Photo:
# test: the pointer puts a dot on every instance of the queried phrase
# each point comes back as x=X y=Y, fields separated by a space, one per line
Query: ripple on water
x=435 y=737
********************
Can you render the data above as a Markdown table with two columns, Row and Line, giving each line its own numbered row and leaving out blank lines?

| Row | Line |
|---|---|
| 1 | Photo: |
| 2 | # test: the pointer puts a dot on every instance of the queried phrase |
| 3 | # each point comes back as x=X y=Y, fields separated by a space, one per line |
| 4 | Query: ripple on water |
| 5 | x=435 y=737 |